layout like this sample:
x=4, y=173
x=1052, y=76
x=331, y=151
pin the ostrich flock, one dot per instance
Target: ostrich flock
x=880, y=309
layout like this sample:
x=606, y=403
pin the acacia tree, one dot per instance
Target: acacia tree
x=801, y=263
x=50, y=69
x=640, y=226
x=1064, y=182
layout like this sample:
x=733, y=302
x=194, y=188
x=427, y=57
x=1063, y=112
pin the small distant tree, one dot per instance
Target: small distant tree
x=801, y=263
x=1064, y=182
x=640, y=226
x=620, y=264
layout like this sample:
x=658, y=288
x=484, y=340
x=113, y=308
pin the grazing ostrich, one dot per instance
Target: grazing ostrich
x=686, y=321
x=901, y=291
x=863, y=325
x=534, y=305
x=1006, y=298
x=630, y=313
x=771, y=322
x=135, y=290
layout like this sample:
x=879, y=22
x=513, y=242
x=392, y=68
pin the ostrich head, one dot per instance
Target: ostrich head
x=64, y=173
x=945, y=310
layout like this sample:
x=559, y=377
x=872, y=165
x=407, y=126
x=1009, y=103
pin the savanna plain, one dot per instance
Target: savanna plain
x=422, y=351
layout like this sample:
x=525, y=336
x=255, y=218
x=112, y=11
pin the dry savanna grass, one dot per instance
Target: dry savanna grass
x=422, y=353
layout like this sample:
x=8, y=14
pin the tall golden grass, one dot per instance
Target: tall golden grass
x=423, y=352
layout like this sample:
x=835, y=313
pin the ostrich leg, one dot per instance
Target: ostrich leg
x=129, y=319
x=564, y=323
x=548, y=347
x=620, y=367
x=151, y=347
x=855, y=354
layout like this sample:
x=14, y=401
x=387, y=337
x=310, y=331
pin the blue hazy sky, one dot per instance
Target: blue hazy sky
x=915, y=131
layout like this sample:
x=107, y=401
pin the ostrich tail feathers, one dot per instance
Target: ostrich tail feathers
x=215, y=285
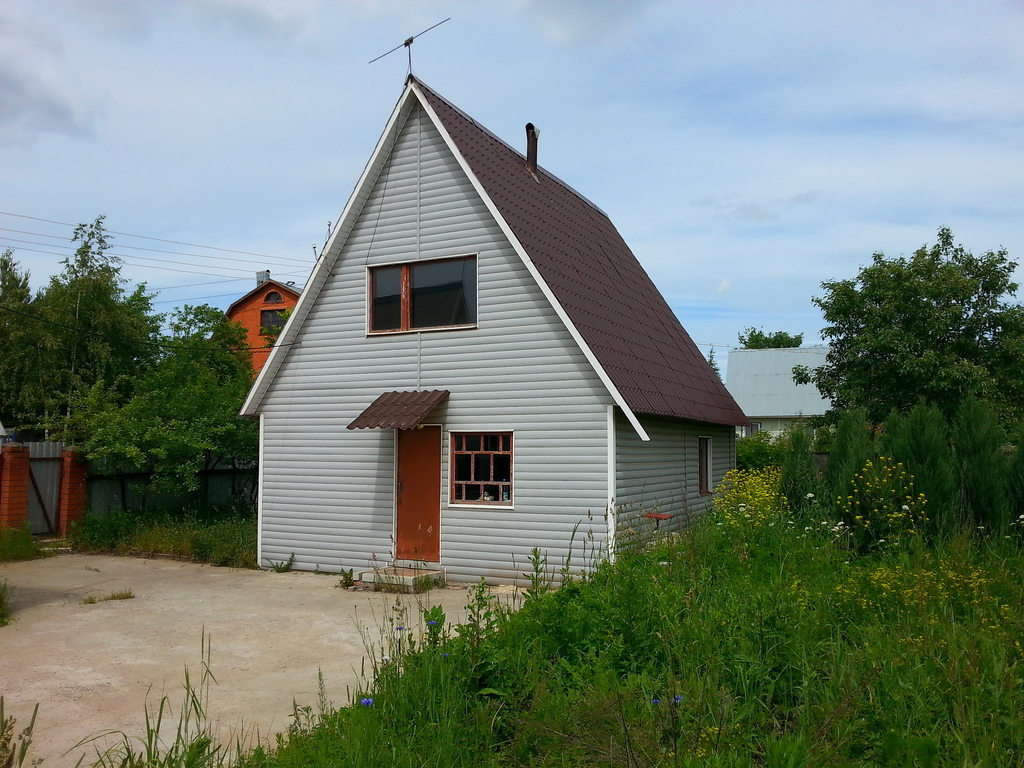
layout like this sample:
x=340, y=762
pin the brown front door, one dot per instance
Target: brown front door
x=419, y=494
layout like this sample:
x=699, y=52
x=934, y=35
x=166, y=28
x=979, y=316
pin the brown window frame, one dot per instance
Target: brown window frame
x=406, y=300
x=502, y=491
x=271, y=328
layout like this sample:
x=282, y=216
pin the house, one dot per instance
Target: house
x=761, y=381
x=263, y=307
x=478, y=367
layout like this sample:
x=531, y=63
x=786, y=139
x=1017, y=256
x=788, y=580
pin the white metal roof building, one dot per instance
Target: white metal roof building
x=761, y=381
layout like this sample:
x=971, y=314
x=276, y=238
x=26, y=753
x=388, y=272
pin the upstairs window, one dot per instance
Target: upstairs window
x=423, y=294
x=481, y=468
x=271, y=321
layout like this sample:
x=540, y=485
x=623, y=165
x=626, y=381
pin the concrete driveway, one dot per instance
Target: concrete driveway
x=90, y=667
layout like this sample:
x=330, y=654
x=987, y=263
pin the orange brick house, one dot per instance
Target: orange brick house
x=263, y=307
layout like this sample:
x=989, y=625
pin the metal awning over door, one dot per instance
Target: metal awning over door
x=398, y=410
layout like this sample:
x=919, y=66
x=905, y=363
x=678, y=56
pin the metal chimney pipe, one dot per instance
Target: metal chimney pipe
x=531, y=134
--
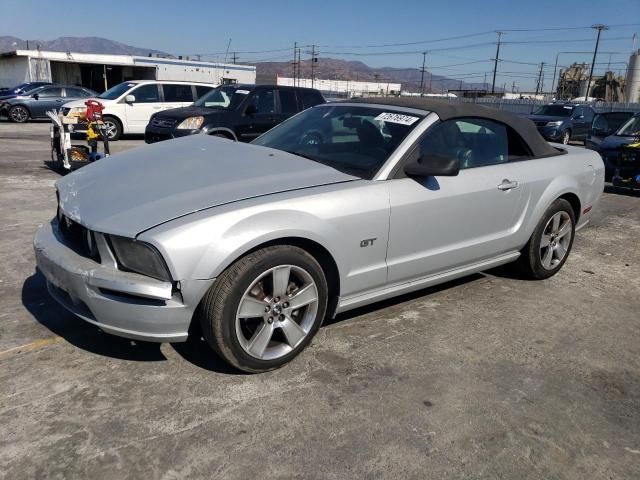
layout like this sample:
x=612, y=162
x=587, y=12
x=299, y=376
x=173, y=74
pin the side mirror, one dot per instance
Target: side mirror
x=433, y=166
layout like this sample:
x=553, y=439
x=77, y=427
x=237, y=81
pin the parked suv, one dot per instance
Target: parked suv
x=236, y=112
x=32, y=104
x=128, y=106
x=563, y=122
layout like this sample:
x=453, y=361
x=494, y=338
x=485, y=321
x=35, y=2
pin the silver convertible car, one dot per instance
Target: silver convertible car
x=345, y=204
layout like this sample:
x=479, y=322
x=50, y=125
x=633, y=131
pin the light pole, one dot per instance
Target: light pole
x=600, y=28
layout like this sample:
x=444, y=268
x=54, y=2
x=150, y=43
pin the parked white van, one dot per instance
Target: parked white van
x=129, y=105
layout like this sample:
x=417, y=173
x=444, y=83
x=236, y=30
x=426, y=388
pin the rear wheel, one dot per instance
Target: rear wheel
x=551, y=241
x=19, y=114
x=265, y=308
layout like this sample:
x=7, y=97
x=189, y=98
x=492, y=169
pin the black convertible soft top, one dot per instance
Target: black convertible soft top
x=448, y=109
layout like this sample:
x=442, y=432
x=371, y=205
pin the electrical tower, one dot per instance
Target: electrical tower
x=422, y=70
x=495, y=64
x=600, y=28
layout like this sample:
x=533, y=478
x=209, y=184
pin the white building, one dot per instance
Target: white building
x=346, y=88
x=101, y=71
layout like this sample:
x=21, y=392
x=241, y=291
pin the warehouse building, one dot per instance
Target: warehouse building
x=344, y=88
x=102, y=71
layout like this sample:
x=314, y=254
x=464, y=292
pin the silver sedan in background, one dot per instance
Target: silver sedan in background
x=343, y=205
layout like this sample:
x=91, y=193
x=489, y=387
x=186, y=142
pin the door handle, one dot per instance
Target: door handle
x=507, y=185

GIVEN TASK | State how many lines in the records above contain the string "convertible", with case taken into account. Reply with the number alone.

COMPLETE OUTPUT | 4